-- begin --
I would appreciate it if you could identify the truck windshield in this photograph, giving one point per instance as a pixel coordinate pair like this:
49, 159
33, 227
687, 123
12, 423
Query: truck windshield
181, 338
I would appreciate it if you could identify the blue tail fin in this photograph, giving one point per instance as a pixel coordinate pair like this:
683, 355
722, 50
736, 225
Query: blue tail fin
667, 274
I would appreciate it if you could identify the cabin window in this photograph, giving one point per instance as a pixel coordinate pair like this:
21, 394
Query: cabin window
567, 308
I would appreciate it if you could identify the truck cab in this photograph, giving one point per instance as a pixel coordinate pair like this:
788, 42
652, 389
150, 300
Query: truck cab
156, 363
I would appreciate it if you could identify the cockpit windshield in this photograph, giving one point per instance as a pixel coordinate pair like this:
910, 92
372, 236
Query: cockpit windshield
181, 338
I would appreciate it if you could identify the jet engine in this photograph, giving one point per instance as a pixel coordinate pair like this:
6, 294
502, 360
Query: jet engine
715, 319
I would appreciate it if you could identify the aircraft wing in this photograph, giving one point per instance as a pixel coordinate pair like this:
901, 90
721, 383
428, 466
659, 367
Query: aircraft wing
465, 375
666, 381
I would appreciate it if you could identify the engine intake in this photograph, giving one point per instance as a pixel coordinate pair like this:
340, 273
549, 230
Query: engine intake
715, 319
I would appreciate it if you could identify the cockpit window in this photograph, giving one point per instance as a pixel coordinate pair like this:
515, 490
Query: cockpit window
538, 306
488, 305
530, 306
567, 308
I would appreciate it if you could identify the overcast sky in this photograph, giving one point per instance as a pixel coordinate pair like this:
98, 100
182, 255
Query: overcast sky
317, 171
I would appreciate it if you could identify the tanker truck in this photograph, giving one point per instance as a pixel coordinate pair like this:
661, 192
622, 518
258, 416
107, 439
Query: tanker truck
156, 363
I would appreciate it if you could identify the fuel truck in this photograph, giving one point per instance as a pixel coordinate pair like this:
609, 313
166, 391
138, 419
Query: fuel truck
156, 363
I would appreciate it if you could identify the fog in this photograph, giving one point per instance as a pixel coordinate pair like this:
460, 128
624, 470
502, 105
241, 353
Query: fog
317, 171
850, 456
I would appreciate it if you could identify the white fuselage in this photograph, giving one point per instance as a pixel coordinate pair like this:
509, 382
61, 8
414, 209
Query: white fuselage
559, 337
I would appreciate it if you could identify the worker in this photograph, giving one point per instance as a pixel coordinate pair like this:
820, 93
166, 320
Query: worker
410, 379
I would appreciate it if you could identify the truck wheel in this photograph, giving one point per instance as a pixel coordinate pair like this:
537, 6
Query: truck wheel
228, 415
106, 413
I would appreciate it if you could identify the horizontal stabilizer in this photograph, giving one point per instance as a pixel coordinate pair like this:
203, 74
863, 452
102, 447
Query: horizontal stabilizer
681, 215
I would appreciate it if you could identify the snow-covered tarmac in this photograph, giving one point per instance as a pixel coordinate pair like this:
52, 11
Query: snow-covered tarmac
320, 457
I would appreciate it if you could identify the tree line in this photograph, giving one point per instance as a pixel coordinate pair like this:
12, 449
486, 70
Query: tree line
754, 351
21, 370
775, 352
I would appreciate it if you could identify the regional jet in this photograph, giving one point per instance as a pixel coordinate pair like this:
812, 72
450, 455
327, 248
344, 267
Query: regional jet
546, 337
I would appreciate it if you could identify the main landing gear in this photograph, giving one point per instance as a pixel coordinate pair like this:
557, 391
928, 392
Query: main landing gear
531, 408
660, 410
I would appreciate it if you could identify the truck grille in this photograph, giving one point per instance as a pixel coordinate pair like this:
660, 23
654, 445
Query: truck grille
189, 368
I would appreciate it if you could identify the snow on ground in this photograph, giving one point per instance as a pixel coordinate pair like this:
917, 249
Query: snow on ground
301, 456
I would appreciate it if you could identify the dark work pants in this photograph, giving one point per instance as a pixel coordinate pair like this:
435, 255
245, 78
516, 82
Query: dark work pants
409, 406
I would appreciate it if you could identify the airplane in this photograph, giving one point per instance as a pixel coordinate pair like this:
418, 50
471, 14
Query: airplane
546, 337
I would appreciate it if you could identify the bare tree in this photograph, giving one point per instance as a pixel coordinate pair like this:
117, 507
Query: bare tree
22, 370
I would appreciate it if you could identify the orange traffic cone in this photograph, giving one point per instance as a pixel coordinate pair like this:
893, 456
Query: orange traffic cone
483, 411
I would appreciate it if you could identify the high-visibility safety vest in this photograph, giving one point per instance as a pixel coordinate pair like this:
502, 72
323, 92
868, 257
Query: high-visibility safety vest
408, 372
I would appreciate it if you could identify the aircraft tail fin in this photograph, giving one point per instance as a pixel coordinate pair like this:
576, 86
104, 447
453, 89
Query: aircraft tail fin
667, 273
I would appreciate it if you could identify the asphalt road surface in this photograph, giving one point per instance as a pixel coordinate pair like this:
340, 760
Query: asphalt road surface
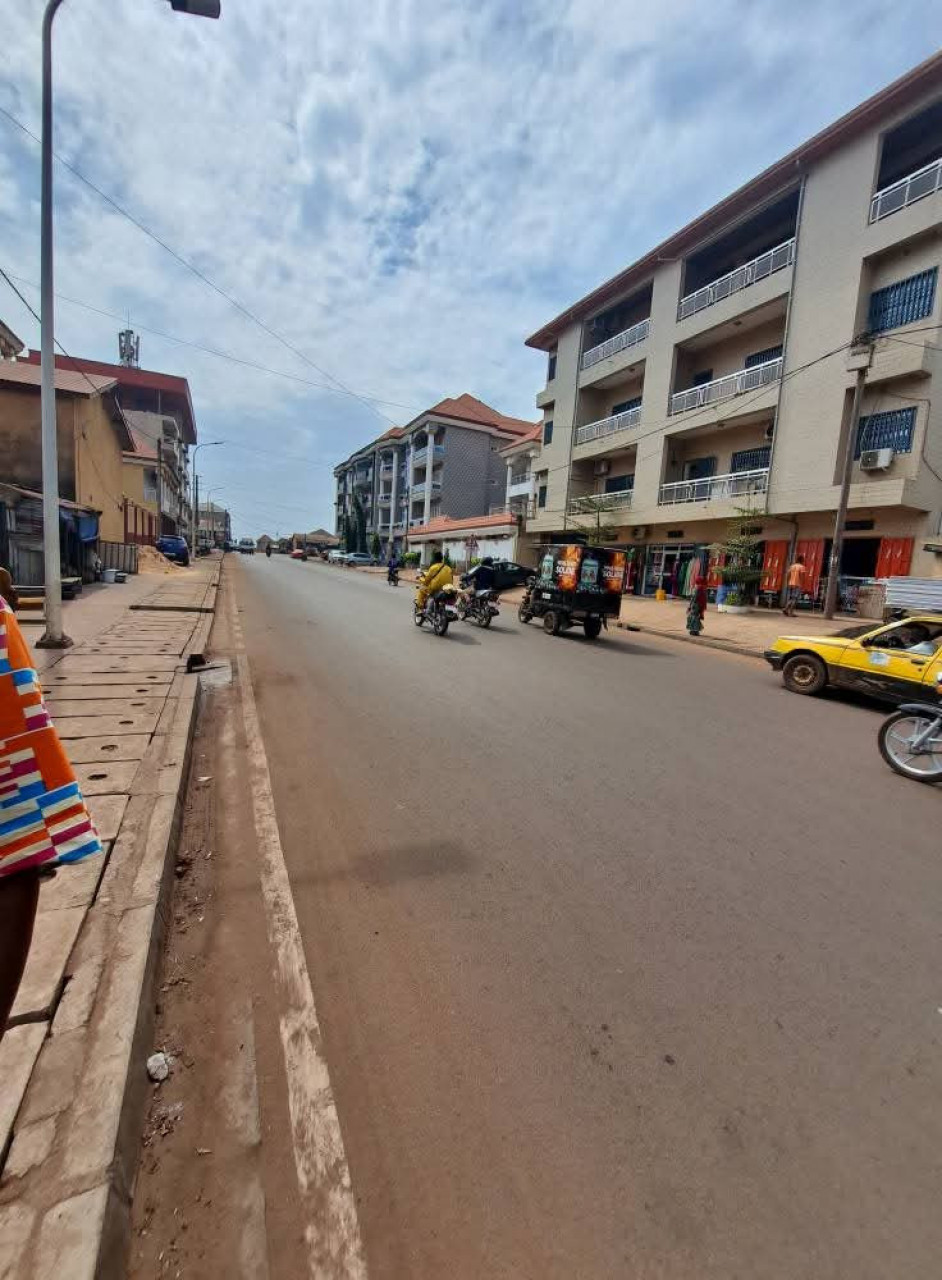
-- end --
Update the data above by replacing each occurrence of "in this photograph" with "in this image", keeping everything else the same. Omit the pictures from your answer.

I would appreciate it if you could identify the truck windshield in this image, giving one point per instance as a pixel coordinate pair like this:
49, 159
33, 227
687, 123
12, 423
Query: truck windshield
181, 338
I would appreciate it if you could identify the blue tail fin in this image, giving one point per instance as a pixel coordinate pair like this:
683, 355
722, 50
736, 225
Query: blue tail fin
667, 274
I would appreciate it if you could identify the cabin window in this image, giving one point per instance as a pixel coordinate pair like this:
21, 394
Query: cabin window
567, 308
I would appreciate it if you could identify the truck cab in this image, giving one point per instance as a pixel coordinate pair like this:
788, 42
652, 389
150, 300
Query: truck cab
156, 363
I would appreciate it if you could identify the cockpit windshield in this image, giving one point per instance as a pixel coordinate pair like this:
910, 92
372, 236
Query: cockpit windshield
181, 338
I would appreciate it if you could identify the jet engine in this image, giving one point per instance as a pixel coordinate pair like this:
6, 294
502, 360
Query: jet engine
715, 319
I would appreciate it if you could identify the aircraft wing in this image, giving one point per instance as a pixel coordinate pair like this:
901, 90
721, 383
428, 466
659, 367
Query: aircraft wing
465, 375
666, 381
I would appreciate it if you could identify the engine intake in this image, giving one point per instance as a pixel coordinate pair like this:
340, 273
549, 230
Query: engine intake
715, 319
I would appreciate it if you could identify the cockpit window in this image, giving one point per instance as a pixel coordinate pair like this:
515, 490
Query: cockpit window
538, 306
488, 305
530, 306
567, 308
I would appreciate it if you could identify the overcast sky in this image, giving one point per instance as a pixel coordinate pair like this:
98, 100
182, 255
Query: overcast sky
317, 171
I would appreciate it if you could identify the tanker truck in this image, giving one point per instance as a pixel coordinate pair like this:
661, 192
622, 518
258, 416
107, 439
Query: tanker truck
156, 363
I would appreciate it if you could identify the fuel truck in this image, giving one point per instance as a pixel coordinate pair like this:
609, 313
166, 391
138, 419
Query: fuel truck
156, 363
I would appreciate it if you could identify the fog in this image, giving one point per instance as a pixel coordinate pair like this:
460, 128
624, 470
502, 105
241, 353
Query: fog
317, 171
850, 456
I would appreciate it if you could identify the white fuselage in this image, giving one point per instance as a pixel coordinate pair like this:
509, 382
61, 8
414, 209
Query: white fuselage
559, 337
I would appreciate it if you could identify the worker in this image, giving one point per instance as a pixel coordinate pair like this:
820, 93
166, 320
Query: worker
410, 379
I would appreciate it if you could identify the truck wheel in this image, giving one point per instance as a pixel coordinate pair like this:
537, 6
Query: truck wheel
228, 415
106, 413
I would appreciate it if you could identify the horizontal stabilizer in this image, giving one point per instance as a pixel coordinate pair like this:
203, 74
863, 452
102, 447
Query: horizontal stabilizer
681, 215
I would appreciate it if you could identify the snow-covered tarmac in this image, giving one point per instance as a pixel coordinate pair like this:
52, 11
Query: snow-covered tarmac
320, 457
I would appreciate it if you could identify the tree line in this image, giving one point per instance as a pixel coordinate pair like this:
12, 449
486, 70
Query: tree line
754, 351
21, 370
775, 352
I would appreciate it if you could identify the regional jet in this image, giving one point per instance as a pixel coordinate pair like this:
812, 72
450, 455
327, 248
344, 267
Query: regional jet
546, 337
I would appreciate it if you could identify the main landing gear in this image, giving one point per instance as a pixel coordinate pair like this:
557, 391
928, 392
Query: main landing gear
531, 408
660, 410
I would appreciate it if you could identify the truck grille in this image, giving one point per instance as a pixel coordinate pair like this:
660, 23
654, 445
Query: truck grille
189, 368
I would appreciate it if you could identify the snow on ground in this image, giving one point per instance as a pixel coordinate pair like this:
917, 249
Query: snow on ground
301, 456
I would appreciate it if you could identify the dark work pants in this image, giving one point per instance as a pixel coordinate pair like this:
435, 255
245, 78
516, 82
Query: dark work pants
409, 406
I would appreciate it if you could identify the airplane in this image, giving one point per instance as a pixel coordinate pair like this:
418, 50
471, 14
Query: airplane
546, 337
I would appreciate it if you could identify the bare tree in this image, giving one point per instance as a pixel coordinate pair like this:
117, 507
Query: bare tree
22, 370
I would appreciate it if you could identify the orange traffic cone in this image, giving one point per instance as a pixel coordinate pair like this:
893, 456
Query: orange traffic cone
483, 411
I would appreciate it if you could identify the high-visibility safety vest in this image, giving one point per instance as a pixel coordinate pair like this:
502, 72
323, 92
868, 257
Query: high-visibility safety vest
408, 372
I would appreciate it if you could identify the aircraft tail fin in this image, giving one point per instance as a pixel coordinate pair like this:
576, 86
104, 447
453, 89
Query: aircraft tail fin
667, 273
I would appreciate it if you could identify the asphalt road surface in this image, giving one point per instance as a pixel coordinate pair like this:
340, 760
Query: asphalt road surface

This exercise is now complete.